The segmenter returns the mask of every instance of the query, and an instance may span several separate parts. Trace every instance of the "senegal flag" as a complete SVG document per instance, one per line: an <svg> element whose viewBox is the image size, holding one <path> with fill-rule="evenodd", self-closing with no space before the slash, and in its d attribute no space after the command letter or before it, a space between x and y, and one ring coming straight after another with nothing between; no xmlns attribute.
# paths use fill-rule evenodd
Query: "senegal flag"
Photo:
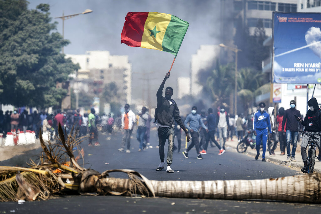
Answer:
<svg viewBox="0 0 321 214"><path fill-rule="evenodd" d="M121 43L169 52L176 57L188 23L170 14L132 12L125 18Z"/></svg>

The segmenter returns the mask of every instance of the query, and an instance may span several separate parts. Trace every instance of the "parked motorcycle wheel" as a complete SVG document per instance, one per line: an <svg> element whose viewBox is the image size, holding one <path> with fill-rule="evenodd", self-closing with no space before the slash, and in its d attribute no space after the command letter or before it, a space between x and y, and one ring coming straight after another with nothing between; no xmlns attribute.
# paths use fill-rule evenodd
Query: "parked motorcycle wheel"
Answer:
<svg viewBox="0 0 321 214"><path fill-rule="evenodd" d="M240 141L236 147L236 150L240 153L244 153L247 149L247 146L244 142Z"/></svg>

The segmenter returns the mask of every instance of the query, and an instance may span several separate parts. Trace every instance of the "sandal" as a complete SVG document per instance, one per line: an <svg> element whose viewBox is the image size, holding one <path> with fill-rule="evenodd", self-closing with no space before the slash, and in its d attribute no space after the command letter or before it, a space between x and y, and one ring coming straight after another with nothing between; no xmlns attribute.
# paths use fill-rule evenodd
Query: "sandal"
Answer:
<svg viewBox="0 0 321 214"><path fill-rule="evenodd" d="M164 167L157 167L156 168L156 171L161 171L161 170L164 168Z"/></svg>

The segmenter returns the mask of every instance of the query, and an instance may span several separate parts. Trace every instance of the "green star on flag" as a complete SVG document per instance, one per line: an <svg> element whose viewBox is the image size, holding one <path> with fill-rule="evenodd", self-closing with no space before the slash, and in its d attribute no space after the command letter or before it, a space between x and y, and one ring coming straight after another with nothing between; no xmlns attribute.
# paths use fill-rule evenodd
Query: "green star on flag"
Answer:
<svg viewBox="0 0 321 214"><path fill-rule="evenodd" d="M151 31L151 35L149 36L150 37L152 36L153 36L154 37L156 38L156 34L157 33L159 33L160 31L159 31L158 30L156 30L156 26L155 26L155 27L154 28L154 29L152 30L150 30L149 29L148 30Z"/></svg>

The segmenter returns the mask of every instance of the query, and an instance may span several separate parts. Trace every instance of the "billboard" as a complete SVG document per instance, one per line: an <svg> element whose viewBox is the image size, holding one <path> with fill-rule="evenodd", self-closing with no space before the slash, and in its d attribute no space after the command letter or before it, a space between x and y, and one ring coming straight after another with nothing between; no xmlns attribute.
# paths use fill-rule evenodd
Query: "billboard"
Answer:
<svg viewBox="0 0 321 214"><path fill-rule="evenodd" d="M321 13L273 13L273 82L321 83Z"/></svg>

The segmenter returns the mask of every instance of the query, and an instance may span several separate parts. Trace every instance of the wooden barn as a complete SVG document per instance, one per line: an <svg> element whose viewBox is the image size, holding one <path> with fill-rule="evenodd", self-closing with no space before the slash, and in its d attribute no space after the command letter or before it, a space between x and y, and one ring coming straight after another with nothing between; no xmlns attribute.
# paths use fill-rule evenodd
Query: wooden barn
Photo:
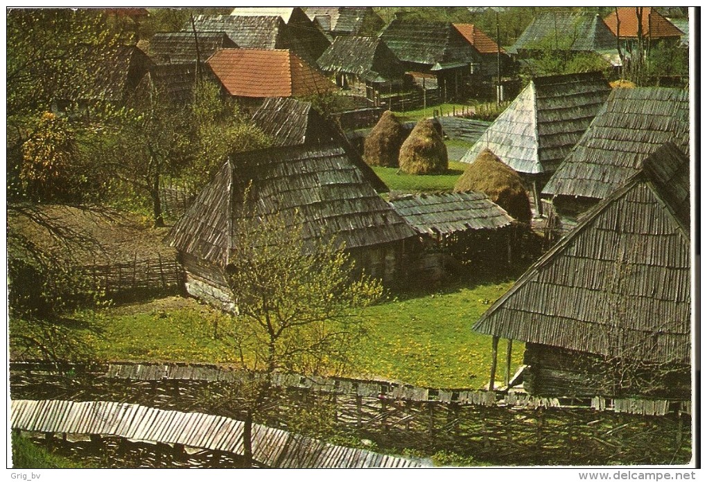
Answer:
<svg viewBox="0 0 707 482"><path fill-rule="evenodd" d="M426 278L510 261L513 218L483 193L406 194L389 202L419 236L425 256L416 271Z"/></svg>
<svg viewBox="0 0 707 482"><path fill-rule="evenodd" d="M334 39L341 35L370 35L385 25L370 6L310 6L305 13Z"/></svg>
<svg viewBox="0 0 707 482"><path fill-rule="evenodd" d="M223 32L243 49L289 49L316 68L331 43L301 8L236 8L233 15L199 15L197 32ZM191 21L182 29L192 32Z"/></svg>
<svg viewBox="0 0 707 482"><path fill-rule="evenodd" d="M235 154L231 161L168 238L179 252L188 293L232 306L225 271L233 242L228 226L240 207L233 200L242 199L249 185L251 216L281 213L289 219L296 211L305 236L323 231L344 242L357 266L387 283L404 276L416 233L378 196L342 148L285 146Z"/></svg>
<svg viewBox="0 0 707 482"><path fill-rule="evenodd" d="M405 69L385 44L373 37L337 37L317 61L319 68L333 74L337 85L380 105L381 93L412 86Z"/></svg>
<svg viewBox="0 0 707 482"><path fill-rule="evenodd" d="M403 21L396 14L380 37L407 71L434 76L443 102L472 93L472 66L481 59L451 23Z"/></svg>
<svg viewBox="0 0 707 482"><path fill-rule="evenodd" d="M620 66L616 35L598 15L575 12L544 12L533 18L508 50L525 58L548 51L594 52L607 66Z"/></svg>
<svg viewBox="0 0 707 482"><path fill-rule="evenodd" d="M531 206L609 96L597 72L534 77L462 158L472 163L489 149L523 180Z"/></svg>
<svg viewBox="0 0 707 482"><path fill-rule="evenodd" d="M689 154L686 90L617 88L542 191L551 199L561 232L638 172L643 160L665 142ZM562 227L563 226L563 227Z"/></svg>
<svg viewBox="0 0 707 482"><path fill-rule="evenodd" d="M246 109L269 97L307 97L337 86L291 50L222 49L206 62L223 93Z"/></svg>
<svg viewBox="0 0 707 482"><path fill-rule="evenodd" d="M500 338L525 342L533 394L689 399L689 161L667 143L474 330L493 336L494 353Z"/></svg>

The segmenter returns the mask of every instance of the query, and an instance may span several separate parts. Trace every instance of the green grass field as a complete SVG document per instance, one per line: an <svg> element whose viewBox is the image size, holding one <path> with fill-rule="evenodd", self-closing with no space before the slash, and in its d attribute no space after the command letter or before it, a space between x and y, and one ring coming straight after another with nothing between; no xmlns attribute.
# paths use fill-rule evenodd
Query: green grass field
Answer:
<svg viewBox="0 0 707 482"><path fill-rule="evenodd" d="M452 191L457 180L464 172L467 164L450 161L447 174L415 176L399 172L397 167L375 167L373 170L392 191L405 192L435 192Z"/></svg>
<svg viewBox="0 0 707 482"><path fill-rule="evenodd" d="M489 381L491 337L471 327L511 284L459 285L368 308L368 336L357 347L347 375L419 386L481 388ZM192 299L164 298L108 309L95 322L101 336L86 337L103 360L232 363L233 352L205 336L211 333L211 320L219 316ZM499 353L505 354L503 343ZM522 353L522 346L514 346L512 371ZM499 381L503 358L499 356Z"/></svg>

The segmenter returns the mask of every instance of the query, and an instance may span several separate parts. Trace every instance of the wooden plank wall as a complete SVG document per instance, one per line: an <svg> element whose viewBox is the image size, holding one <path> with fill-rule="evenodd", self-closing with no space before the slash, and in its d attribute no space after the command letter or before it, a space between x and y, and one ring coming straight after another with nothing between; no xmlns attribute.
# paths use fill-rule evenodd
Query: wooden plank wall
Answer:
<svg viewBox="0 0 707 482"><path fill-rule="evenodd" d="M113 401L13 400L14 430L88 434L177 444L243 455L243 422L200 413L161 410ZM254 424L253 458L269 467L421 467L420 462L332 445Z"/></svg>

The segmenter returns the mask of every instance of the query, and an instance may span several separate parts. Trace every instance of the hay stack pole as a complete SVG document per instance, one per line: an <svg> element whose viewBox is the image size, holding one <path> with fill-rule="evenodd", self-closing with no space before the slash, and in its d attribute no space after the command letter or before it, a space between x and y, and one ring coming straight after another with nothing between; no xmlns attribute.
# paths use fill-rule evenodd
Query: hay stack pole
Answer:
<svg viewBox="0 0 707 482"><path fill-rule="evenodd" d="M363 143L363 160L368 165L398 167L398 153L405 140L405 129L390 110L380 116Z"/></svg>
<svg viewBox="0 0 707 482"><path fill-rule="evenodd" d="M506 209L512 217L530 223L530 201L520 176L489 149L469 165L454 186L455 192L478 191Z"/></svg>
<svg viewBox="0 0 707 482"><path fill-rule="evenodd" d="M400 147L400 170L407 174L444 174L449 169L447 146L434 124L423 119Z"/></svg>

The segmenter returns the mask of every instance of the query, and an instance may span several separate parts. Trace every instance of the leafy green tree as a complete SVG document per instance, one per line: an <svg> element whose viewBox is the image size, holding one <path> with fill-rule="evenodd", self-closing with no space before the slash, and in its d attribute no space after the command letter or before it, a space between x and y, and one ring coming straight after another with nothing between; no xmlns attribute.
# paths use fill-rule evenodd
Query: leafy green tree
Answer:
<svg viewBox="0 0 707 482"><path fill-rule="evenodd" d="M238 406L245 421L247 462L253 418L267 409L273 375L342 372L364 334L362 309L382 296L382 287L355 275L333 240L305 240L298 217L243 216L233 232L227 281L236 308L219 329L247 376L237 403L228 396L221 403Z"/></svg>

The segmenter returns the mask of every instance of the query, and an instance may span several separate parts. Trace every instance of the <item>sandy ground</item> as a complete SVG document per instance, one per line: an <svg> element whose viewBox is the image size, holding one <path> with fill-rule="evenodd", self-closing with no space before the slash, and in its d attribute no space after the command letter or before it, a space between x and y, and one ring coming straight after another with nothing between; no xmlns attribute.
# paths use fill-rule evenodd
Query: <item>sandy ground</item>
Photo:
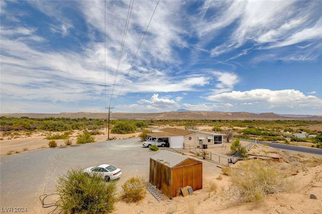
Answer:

☆ ☆ ☆ ☆ ☆

**What is asked:** Write out the listing word for word, starting at its very first line and ending at the line that contains "43L169 52L176 57L188", with both of those lines included, and leave the pictures out of your copy.

**Answer to the problem:**
The segmenter returns the mask of every instance of the query, and an instance may span several separate parts. Trace every instance of the "senegal flag" as a complete SVG document per instance, one per line: an <svg> element whose viewBox is the image size, holding one <path> with fill-rule="evenodd", self-closing with no space before the slash, and in its d attribute no space after the command letter or before it, a space between x and y, and one ring coming straight after another with nothing between; no xmlns attribute.
# paths use fill-rule evenodd
Query: "senegal flag"
Photo:
Answer:
<svg viewBox="0 0 321 214"><path fill-rule="evenodd" d="M121 43L169 52L176 57L188 23L170 14L132 12L125 18Z"/></svg>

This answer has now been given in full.